• [What to work on]: Reproduce the line that holds "Every instance of the red" together with all the lines after it up to the end of the entries.

• [Record list]:
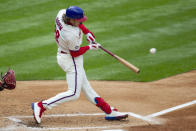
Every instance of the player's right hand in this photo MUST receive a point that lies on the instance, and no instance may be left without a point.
(94, 46)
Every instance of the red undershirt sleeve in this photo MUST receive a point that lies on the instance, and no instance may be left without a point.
(79, 52)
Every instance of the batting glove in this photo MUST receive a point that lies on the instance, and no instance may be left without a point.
(94, 46)
(90, 37)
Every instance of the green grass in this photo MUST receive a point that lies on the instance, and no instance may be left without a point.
(128, 28)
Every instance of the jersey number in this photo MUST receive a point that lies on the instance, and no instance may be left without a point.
(57, 34)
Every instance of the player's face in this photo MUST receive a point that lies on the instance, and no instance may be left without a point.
(74, 22)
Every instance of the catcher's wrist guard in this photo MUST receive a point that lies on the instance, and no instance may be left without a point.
(8, 80)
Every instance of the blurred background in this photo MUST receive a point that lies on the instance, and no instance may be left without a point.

• [Output for this exercise]:
Every instance of the red undershirt sleeve in this photo MUST receive a point that lies on the instance, and no instance may be left without a point.
(79, 52)
Every instance of the batting glove in this photo MUST receive a point that lies on the instance, and no instance may be left without a point.
(94, 46)
(90, 37)
Every instance of the green grass in this photo MUST receive a point that lies on the instance, and no instance may be left without a point.
(128, 28)
Every instance of the jersey number in this photo MUST receive a point that lies on the instance, and no instance may be left without a point.
(57, 34)
Every instance of the player's face in this photo MUST receive a point that lies on the instance, and no instance may be left without a point.
(74, 22)
Every instance of the catcher's wrist guard in this photo MUST receive a point that lies on the instance, and no instance may be left without a point.
(8, 80)
Every instance of the blurred background in this photo MUST receive a point that lies on the instance, and no instance may be left without a point.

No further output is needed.